* [How to complete this task]: The line containing "Question. For every instance of the golden" marks the start, and the last line of the records below marks the end. Print that run exactly and nothing else.

(Image point grounding data)

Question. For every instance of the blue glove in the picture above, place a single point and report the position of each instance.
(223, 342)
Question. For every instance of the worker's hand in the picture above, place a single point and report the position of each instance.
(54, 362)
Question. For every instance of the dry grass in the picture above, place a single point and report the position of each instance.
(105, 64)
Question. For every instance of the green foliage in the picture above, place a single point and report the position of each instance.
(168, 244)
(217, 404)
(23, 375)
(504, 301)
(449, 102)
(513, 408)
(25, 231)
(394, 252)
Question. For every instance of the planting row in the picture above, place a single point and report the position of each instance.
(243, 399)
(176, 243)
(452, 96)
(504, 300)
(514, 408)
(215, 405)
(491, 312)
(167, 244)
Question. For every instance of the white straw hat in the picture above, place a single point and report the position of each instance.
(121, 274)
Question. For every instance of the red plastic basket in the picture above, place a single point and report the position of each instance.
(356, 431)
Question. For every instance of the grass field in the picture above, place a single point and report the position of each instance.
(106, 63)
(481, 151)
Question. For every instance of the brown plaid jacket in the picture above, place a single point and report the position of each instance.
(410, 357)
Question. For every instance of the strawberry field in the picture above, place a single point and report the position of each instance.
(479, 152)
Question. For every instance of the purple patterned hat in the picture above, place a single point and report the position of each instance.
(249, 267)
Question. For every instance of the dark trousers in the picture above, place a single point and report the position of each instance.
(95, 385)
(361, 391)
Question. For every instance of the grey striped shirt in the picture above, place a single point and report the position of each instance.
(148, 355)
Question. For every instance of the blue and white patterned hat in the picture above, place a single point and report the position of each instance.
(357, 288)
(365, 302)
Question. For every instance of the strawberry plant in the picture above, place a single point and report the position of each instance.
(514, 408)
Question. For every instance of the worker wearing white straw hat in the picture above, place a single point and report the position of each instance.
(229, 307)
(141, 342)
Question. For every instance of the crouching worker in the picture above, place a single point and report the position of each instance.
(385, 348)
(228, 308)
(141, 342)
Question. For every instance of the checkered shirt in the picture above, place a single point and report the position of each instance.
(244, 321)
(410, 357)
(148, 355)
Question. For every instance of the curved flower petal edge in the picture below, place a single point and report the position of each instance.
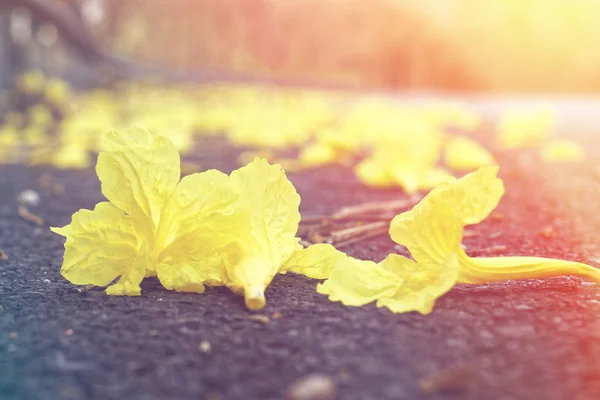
(432, 232)
(153, 223)
(471, 199)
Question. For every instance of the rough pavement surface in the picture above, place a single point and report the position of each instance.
(511, 340)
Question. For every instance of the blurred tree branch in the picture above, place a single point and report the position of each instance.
(70, 27)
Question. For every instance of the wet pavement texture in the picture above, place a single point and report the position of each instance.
(505, 341)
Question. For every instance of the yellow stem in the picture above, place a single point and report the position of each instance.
(255, 298)
(494, 269)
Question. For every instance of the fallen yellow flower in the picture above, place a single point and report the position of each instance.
(432, 232)
(407, 161)
(153, 223)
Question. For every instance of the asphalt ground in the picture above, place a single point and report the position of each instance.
(504, 341)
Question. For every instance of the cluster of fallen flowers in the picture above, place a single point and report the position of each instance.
(240, 231)
(388, 143)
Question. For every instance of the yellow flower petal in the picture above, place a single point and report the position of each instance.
(138, 171)
(357, 282)
(198, 220)
(273, 204)
(316, 261)
(101, 246)
(429, 232)
(422, 284)
(463, 153)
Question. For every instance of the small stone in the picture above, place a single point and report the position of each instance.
(312, 387)
(29, 198)
(205, 346)
(458, 378)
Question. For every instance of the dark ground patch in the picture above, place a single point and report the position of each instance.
(525, 340)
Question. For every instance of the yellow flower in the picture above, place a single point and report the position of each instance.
(432, 232)
(272, 201)
(411, 168)
(462, 153)
(153, 223)
(562, 150)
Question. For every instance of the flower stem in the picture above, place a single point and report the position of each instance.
(255, 298)
(494, 269)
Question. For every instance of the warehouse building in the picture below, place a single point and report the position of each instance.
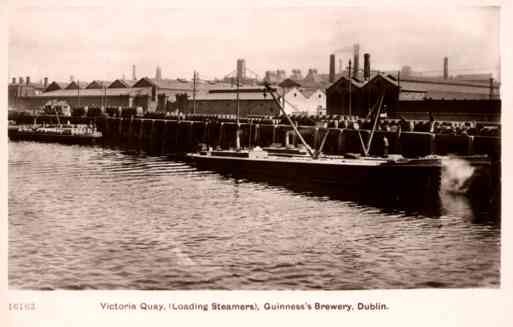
(415, 98)
(149, 94)
(251, 102)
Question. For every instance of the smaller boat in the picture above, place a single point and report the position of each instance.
(65, 134)
(81, 135)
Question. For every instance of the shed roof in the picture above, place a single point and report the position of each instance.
(96, 92)
(233, 96)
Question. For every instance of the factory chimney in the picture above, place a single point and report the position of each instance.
(356, 61)
(332, 68)
(366, 66)
(446, 68)
(158, 74)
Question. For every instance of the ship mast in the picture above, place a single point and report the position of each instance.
(308, 148)
(237, 114)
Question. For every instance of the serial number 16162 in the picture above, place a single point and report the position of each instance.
(22, 306)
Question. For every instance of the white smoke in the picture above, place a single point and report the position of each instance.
(456, 175)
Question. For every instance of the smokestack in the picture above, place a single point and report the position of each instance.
(446, 68)
(491, 88)
(366, 66)
(356, 61)
(332, 68)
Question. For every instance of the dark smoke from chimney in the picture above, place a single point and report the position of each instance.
(446, 68)
(356, 62)
(332, 68)
(366, 66)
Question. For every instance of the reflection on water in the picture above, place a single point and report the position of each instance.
(82, 218)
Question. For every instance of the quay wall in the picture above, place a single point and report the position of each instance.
(168, 136)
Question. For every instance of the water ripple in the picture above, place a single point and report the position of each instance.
(94, 218)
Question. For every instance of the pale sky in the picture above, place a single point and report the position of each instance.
(93, 41)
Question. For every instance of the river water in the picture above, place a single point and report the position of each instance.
(99, 218)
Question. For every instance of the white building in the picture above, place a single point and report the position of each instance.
(309, 102)
(295, 102)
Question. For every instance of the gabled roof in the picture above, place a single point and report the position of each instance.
(354, 82)
(72, 86)
(134, 91)
(386, 78)
(54, 86)
(308, 93)
(289, 83)
(119, 83)
(145, 82)
(95, 85)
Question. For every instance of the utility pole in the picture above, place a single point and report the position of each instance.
(194, 93)
(237, 112)
(350, 82)
(78, 92)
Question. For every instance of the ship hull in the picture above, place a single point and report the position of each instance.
(415, 178)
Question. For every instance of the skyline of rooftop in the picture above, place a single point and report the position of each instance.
(303, 40)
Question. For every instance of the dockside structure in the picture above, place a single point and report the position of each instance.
(415, 98)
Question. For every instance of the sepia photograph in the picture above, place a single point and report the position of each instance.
(288, 148)
(252, 147)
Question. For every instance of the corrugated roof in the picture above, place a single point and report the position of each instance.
(233, 96)
(97, 92)
(444, 87)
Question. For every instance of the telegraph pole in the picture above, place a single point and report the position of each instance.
(350, 82)
(194, 93)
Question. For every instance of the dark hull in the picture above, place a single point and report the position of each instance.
(419, 180)
(15, 135)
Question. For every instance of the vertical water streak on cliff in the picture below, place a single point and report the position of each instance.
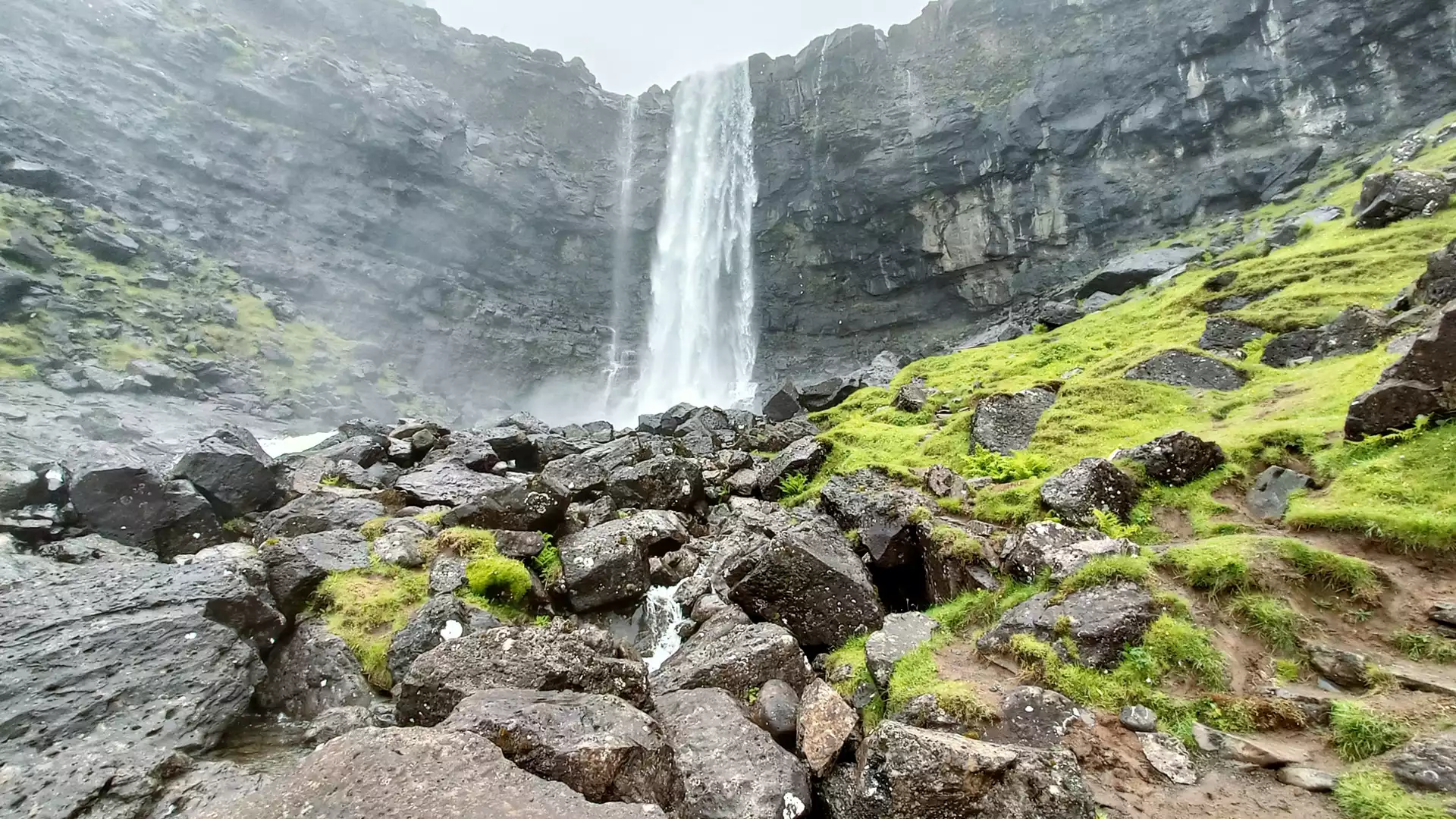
(619, 356)
(702, 335)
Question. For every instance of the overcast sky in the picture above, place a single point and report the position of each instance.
(632, 44)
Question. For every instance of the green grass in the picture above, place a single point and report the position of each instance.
(1375, 795)
(1100, 572)
(1357, 732)
(1426, 648)
(1270, 618)
(367, 607)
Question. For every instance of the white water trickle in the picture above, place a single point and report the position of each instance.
(664, 620)
(619, 357)
(702, 341)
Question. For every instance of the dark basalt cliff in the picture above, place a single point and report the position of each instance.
(918, 186)
(452, 199)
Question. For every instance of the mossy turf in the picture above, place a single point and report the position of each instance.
(1404, 493)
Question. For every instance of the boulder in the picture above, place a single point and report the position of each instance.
(1228, 335)
(1038, 717)
(783, 404)
(232, 471)
(1177, 460)
(450, 483)
(319, 512)
(296, 566)
(737, 659)
(1095, 483)
(419, 773)
(804, 457)
(1270, 494)
(1166, 754)
(607, 564)
(727, 767)
(824, 723)
(1438, 284)
(112, 668)
(657, 483)
(899, 635)
(1100, 621)
(1427, 764)
(829, 392)
(1356, 330)
(1266, 754)
(535, 504)
(598, 745)
(528, 657)
(1400, 194)
(427, 627)
(1005, 423)
(1062, 550)
(310, 672)
(777, 710)
(137, 507)
(1420, 384)
(909, 773)
(1134, 270)
(808, 580)
(1177, 368)
(880, 512)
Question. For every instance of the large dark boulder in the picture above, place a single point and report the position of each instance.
(1134, 270)
(804, 457)
(526, 657)
(310, 672)
(1420, 384)
(414, 773)
(450, 483)
(535, 504)
(598, 745)
(139, 507)
(108, 670)
(607, 564)
(1356, 330)
(881, 513)
(1100, 621)
(737, 659)
(909, 773)
(232, 471)
(1177, 458)
(1177, 368)
(1005, 423)
(296, 566)
(810, 582)
(319, 512)
(1400, 194)
(727, 767)
(664, 482)
(1095, 483)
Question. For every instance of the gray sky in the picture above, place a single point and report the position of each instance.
(632, 44)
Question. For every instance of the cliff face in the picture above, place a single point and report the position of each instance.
(916, 187)
(452, 199)
(443, 196)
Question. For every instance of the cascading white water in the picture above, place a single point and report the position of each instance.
(619, 357)
(702, 341)
(664, 620)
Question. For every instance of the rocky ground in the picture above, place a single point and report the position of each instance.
(1184, 548)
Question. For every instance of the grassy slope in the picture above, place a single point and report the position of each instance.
(1402, 493)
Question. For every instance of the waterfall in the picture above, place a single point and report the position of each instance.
(701, 335)
(620, 357)
(663, 618)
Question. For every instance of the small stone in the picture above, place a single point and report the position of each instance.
(1139, 719)
(1308, 779)
(1169, 758)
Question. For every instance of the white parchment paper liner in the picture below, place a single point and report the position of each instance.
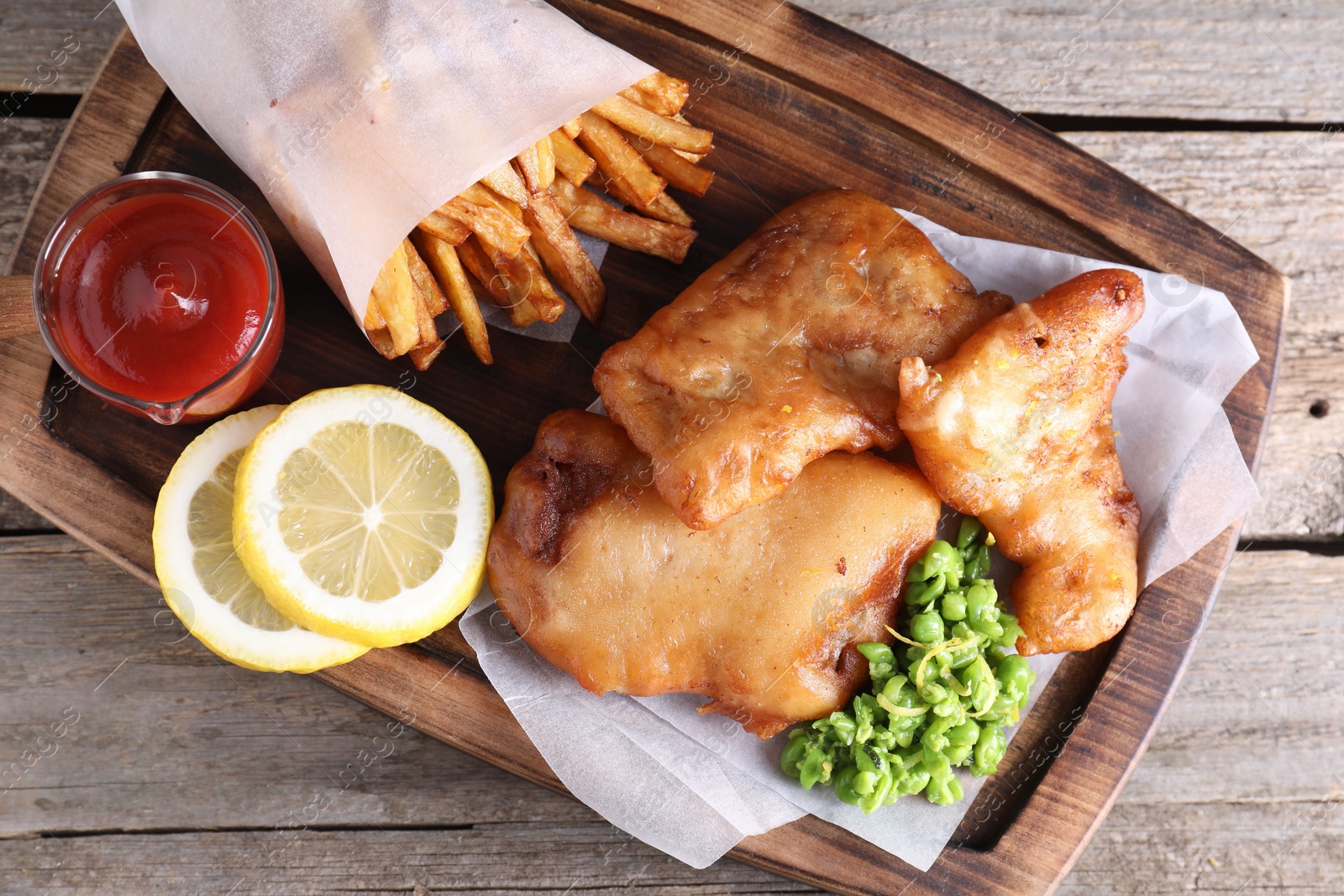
(360, 118)
(694, 785)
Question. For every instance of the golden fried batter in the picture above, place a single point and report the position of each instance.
(786, 349)
(763, 613)
(1016, 430)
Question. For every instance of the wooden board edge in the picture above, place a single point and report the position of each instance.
(101, 134)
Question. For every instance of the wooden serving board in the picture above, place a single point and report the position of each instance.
(797, 105)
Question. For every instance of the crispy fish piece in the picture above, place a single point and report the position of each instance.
(763, 614)
(788, 348)
(1016, 430)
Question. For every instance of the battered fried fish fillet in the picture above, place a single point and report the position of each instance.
(786, 349)
(763, 613)
(1016, 430)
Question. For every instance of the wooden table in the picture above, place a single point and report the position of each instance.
(174, 773)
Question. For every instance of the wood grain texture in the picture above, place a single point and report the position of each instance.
(511, 859)
(1283, 196)
(30, 33)
(26, 145)
(1184, 60)
(176, 741)
(1245, 60)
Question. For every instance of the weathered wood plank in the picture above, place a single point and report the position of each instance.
(1183, 60)
(1247, 60)
(77, 31)
(1234, 849)
(1281, 195)
(175, 738)
(175, 741)
(582, 857)
(26, 145)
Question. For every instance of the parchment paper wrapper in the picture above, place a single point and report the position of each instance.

* [The answer]:
Question. For every instance of the golden fried batter in the picture above, place a single point and report the position of each instance.
(786, 349)
(763, 613)
(1016, 430)
Question. For every instance of the wooden board edge in the picture above, place a single point and report the position of each instance.
(101, 134)
Question. For every instance of the wooden serving board in the picture above, place a single point and report the position of each instance.
(797, 105)
Question. For every instance of the crispy fish piece in the picture above, place a single point and report the position of each instance.
(763, 614)
(788, 348)
(1016, 430)
Question. For every instance of the battered fried fish fillet in the picture above, place a single point and report the position of each instance.
(786, 349)
(763, 613)
(1016, 430)
Question. For every instance of the wooden table in the picture above, place a single point and report the position of each instance.
(174, 773)
Question. For every instance of the wood grain texture in the picture above, place a single point and report the position of each instance.
(511, 859)
(1283, 196)
(30, 33)
(26, 145)
(1184, 60)
(176, 741)
(1245, 60)
Question. For every instance of the weathered wood plank in the picture above, place a single point and report the position of each instance.
(1183, 60)
(1247, 60)
(77, 31)
(1234, 849)
(1281, 195)
(175, 738)
(175, 741)
(582, 857)
(26, 145)
Question. For every instance of the parchment paper wrapper in the picture above, place a single point and report the position of each instance.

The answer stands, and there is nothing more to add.